_STUDY MATERIAL_
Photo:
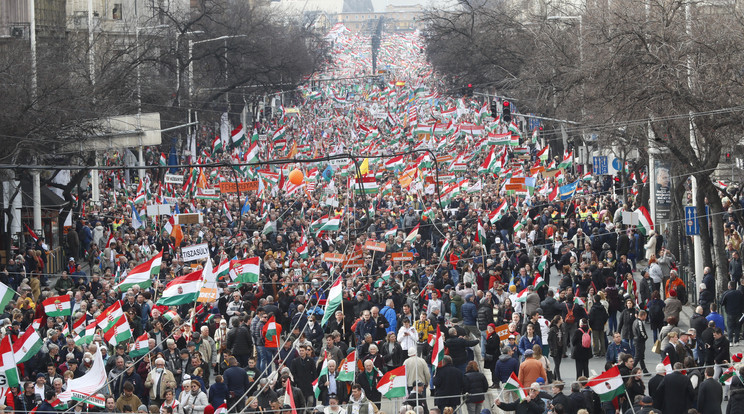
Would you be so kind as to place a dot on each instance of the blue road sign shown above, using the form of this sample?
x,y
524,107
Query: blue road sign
x,y
692,226
600,165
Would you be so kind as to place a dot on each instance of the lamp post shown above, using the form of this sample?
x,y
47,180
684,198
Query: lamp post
x,y
581,65
191,62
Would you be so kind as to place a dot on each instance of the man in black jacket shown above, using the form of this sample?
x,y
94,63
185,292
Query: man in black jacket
x,y
449,385
639,338
733,300
304,373
710,394
532,404
675,391
457,346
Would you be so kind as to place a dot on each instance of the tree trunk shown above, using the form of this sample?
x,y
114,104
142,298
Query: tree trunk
x,y
719,243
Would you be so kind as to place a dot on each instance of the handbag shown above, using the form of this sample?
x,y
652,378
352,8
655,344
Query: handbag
x,y
657,347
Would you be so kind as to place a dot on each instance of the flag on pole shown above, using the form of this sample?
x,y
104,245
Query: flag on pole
x,y
334,300
347,367
139,347
27,346
58,306
393,383
8,365
608,385
245,271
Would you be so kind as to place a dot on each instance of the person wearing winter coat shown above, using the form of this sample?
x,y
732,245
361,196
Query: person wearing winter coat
x,y
476,385
598,318
505,366
710,394
555,342
194,401
581,354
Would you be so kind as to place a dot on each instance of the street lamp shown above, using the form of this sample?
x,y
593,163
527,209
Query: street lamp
x,y
191,62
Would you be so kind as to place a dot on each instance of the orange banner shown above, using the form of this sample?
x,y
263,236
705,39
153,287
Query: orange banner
x,y
228,187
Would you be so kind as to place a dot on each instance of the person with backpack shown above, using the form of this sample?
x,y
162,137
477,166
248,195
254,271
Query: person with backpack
x,y
582,348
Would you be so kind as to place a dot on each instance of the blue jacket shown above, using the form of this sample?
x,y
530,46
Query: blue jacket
x,y
505,366
614,350
389,314
718,319
469,313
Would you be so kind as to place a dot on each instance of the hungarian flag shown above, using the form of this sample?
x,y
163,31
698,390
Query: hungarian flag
x,y
271,332
182,290
110,239
480,235
142,274
522,296
118,332
27,345
334,300
245,271
139,347
412,235
437,345
8,364
331,225
513,384
6,295
645,222
323,371
667,365
543,261
445,247
88,334
608,385
58,306
393,383
289,396
539,281
223,269
110,315
347,367
390,233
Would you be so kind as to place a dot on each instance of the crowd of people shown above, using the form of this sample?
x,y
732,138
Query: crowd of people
x,y
479,272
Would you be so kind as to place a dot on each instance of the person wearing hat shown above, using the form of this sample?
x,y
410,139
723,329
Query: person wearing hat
x,y
531,404
530,369
710,394
417,396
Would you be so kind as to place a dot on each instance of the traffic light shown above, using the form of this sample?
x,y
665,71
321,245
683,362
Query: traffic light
x,y
506,112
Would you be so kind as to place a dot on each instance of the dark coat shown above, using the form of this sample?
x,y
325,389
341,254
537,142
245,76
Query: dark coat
x,y
579,352
476,385
710,396
676,393
370,390
736,397
450,384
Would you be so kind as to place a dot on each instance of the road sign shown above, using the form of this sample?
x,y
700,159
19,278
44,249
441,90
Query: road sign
x,y
600,165
692,226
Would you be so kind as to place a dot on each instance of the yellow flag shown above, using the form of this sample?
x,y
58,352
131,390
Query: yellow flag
x,y
364,167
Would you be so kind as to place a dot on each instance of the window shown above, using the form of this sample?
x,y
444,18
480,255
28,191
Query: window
x,y
116,14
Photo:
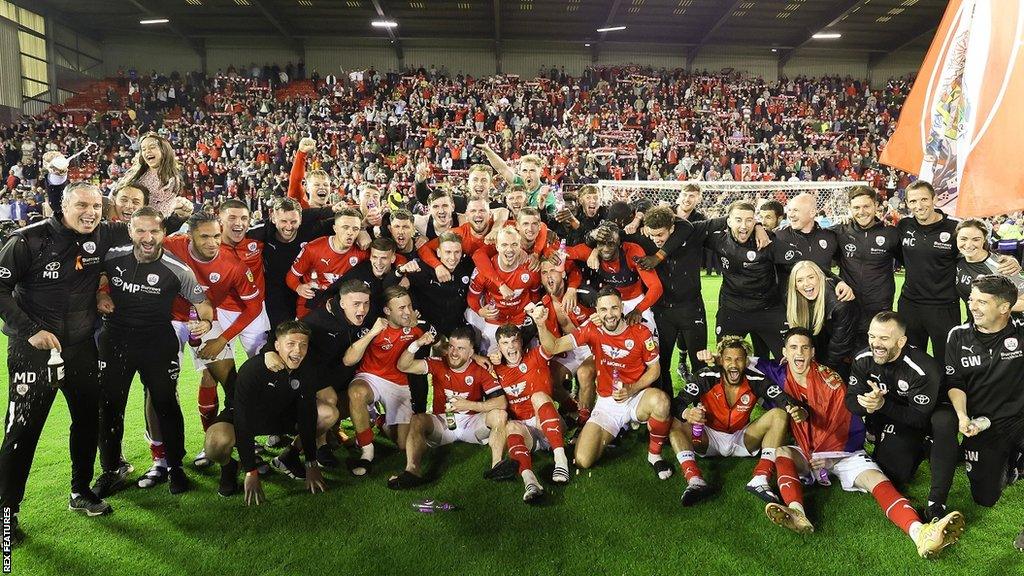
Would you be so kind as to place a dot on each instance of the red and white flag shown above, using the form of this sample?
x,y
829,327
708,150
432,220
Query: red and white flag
x,y
962,127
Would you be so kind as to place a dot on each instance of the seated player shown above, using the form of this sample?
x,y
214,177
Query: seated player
x,y
489,303
378,378
270,402
335,325
829,439
626,356
616,266
526,381
565,316
468,403
722,399
895,387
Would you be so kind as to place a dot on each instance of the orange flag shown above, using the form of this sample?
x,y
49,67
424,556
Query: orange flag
x,y
962,127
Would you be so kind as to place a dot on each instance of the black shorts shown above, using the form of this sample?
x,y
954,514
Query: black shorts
x,y
283,425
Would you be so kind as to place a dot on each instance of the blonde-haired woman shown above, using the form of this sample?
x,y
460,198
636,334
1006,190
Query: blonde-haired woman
x,y
156,168
811,303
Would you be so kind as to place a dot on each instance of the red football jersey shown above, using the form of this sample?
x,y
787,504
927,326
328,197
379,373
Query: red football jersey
x,y
629,352
223,279
522,380
320,263
470,383
249,252
578,316
381,358
524,283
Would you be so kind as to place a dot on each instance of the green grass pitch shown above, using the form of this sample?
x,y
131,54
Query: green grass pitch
x,y
617,519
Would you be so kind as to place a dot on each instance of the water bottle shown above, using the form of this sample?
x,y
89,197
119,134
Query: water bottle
x,y
450,416
194,341
697,428
431,506
54,369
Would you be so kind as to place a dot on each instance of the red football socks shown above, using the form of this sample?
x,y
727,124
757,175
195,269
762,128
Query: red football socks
x,y
897,507
551,425
788,481
658,433
519,452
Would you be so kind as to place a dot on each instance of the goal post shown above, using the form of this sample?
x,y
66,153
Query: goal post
x,y
832,197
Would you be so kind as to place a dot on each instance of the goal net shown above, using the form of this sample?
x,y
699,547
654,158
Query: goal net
x,y
832,197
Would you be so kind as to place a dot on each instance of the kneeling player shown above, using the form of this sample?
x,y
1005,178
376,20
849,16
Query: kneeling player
x,y
526,381
626,356
468,403
378,378
832,440
724,395
266,403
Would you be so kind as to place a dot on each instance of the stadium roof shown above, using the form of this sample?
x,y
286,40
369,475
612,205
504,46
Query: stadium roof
x,y
881,26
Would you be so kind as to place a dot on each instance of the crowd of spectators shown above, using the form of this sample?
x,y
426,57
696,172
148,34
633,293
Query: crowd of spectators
x,y
236,131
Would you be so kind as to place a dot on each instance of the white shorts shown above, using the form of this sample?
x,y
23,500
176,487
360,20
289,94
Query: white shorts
x,y
848,468
647,317
540,440
725,444
396,399
253,336
181,329
612,416
469,428
573,359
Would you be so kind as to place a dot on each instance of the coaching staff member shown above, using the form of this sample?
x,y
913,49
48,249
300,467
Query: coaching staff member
x,y
49,274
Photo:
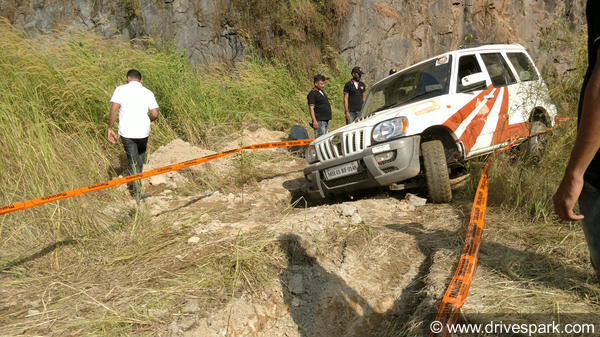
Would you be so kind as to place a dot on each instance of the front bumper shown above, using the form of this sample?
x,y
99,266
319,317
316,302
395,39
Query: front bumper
x,y
403,165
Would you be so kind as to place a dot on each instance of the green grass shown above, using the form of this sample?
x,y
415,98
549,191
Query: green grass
x,y
54,111
53,116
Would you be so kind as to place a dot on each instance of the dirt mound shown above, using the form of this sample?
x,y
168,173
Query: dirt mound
x,y
253,136
178,151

_WHAT TO PRODUCE_
Where an image appears in the data, skip it, and return the rest verbatim.

_RESPONSE BELOW_
Photo:
Would you be so kind as to place a dot on each instance of the blue road sign shown above, using the form of this sample?
x,y
524,107
Query: blue road sign
x,y
692,226
600,165
Would you be so kind as to place a dot on each instance of the lamp post shown above, using the form of this sample?
x,y
47,180
684,198
Query: lamp post
x,y
581,65
191,62
Would you be so kind as to place a dot on each instance of the man in black jacket shown above, using the form of this sample?
x,y
94,63
185,292
Query: man in black jacket
x,y
449,385
639,338
733,300
304,373
710,394
532,404
675,391
457,346
Would you be so kind as to place a dot on each instance of the tree trunk shown above, using the form of this sample?
x,y
114,104
142,298
Query: tree trunk
x,y
719,243
Would you be so kind as to place a dot on each instance of the handbag shown above, using the form of this sample?
x,y
652,378
352,8
655,344
Query: handbag
x,y
657,347
Would you be so kind as to place a dot on each instance of the flag on pole shown above, using the form of this sample?
x,y
104,245
Query: flag on pole
x,y
334,300
347,367
139,347
27,346
58,306
393,383
8,365
608,385
245,271
Would you be so kind as to place a dot on each instance of the person wearing winter coat shown above, using the form of this sample?
x,y
732,245
361,196
Query: person wearing winter coat
x,y
476,385
598,318
505,366
710,394
555,342
194,401
581,354
Would you be so kind as to place a dot on each instance of the street lamp shown above, using the form of this sample?
x,y
593,163
527,209
Query: street lamp
x,y
191,62
Would you be so kind as to place a dot on each instance of the orange banner shown above, using the form of this sample?
x,y
263,236
705,39
153,287
Query: orange banner
x,y
228,187
Would you be so kind as to place a dot on each instance of the person with backpack shown above, using the form of this sample?
x,y
162,137
477,166
248,195
254,271
Query: person with backpack
x,y
582,348
Would you be so kind as to place a dot on each instance of the blue jacket shown above, using the form of this sample?
x,y
530,46
Query: blue jacket
x,y
505,366
614,350
389,314
718,319
469,313
Would you be so kind as to place a dot on each instance of the hungarian flag shown above, using the form of this sample?
x,y
163,31
698,390
Query: hungarian flag
x,y
271,332
182,290
110,239
480,235
142,274
522,296
118,332
27,345
334,300
245,271
139,347
412,235
437,345
8,364
331,225
513,384
6,295
645,222
323,371
667,365
543,261
445,247
88,334
608,385
58,306
393,383
289,396
539,281
223,269
110,315
347,367
390,233
Would you be so kind as to place a dot on each instance of the crowd of people shown above, using the form of this sample?
x,y
732,138
Query: crowd of people
x,y
479,272
Would you be so kind as to place a dot on each instance of the person wearing hat shown above, using the form of this sample?
x,y
410,139
723,329
Query: person wearing hat
x,y
531,404
530,369
710,394
417,396
Would you be so kind as to place a dot on each instance of the traffic light shown above, using the form of this sample?
x,y
665,71
321,245
683,362
Query: traffic light
x,y
506,112
Would you be so kind as to place a dot on each instance of the dark coat shown above, using the form of this sample?
x,y
325,389
341,254
537,142
245,76
Query: dark coat
x,y
579,352
476,385
710,396
676,393
370,390
736,397
450,384
Would you be so kind as to place a dot on each instance of the road sign shown above, using the form of this sample?
x,y
700,159
19,278
44,249
441,90
Query: road sign
x,y
600,165
692,226
Would you be so kind as to place a dot on each instance of the yellow flag shown above, using the form of this sample?
x,y
58,352
131,390
Query: yellow flag
x,y
364,167
Would you be so kind as to place a dot on each instance of the window shown above, using the form of this sample?
x,y
444,18
480,255
28,191
Query: window
x,y
116,14
Photo:
Would you be so kind as to place a dot on each instance of the red and white flag shown above, using the form of this sample?
x,y
829,327
708,150
432,220
Query: red and white flag
x,y
962,127
Would you be so kind as to place a dot on each instance of the seated player shown above, using the form of this sample?
x,y
214,177
Query: seated player
x,y
489,303
378,378
270,402
335,325
829,439
626,356
616,266
526,381
565,316
468,403
722,399
895,387
Would you be so kind as to place a dot on each instance of the orange flag shown above, using the form of this sample?
x,y
49,67
424,556
Query: orange flag
x,y
962,127
Would you be so kind as to place a dot on each instance of the black shorts shown above, using the form of this sample?
x,y
954,514
Query: black shorts
x,y
283,425
Would you be so kind as to place a dot on each instance of the blonde-haired woman shown above, using the form of this sample?
x,y
460,198
636,334
1006,190
Query: blonde-haired woman
x,y
156,168
811,303
Would you be so kind as to place a dot on each instance of the red football jersey shown above, using the form of this sample?
x,y
787,504
927,326
328,197
379,373
Query: red football jersey
x,y
629,352
223,279
522,380
320,263
470,383
249,252
578,316
381,358
524,283
Would you be so kind as to place a dot on each instance of the green grass pitch shown above, using the form of this sample?
x,y
131,54
Query: green grass pitch
x,y
617,519
Would you be so kind as to place a dot on each instance of the water bottle shown above, using the form of this sample?
x,y
89,197
119,134
Query: water bottle
x,y
450,416
194,341
697,428
431,506
54,369
Would you be so kind as to place a dot on each instance of the red football socks shown above, using the form of this sample?
x,y
727,124
757,175
195,269
762,128
Query: red football socks
x,y
897,507
551,425
788,481
658,433
519,452
Would you be so kind as to place a dot on each instance of the goal post shown above, using the form of this sample?
x,y
66,153
Query: goal post
x,y
832,197
Would you be so kind as to place a dot on each instance of the goal net shown above, using the form of this sample?
x,y
699,547
654,158
Query: goal net
x,y
832,197
Would you be so kind as to place a dot on each instance of the kneeling player shown above, using the form of this sample?
x,y
1005,178
376,20
849,16
Query: kneeling player
x,y
526,381
626,356
468,403
378,378
832,440
724,395
266,403
Would you be so kind as to place a dot on each instance of the stadium roof shown above, using the form of this sample?
x,y
286,40
369,475
612,205
504,46
Query: stadium roof
x,y
881,26
Would you be so kind as to place a dot on each instance of the crowd of spectators shown above, using the form of this sample?
x,y
426,57
696,172
148,34
633,293
Query: crowd of spectators
x,y
236,131
Would you be so kind as to place a dot on each instance of the white shorts shown above, using the form of this sample?
x,y
23,500
176,487
360,20
289,94
Query: white shorts
x,y
848,468
647,317
540,440
725,444
396,399
253,336
181,329
612,416
469,428
573,359
Would you be so kind as to place a dot on each instance of the coaching staff member shown above, using the form of this sample?
x,y
913,49
48,249
300,467
Query: coaching staff member
x,y
49,274
Photo:
Would you be so kind as to place a dot on each instance of the front bumper shown above, using the form of this sample?
x,y
99,266
319,317
316,302
395,39
Query: front bumper
x,y
403,165
Would you be so kind as to place a dot on each instance of the green grass shown above, using the form of this sample?
x,y
415,98
549,191
Query: green grass
x,y
54,111
53,116
Would you be so kind as to place a dot on each instance of the dirt mound shown above, using the form of this sample?
x,y
168,173
Query: dirt mound
x,y
253,136
178,151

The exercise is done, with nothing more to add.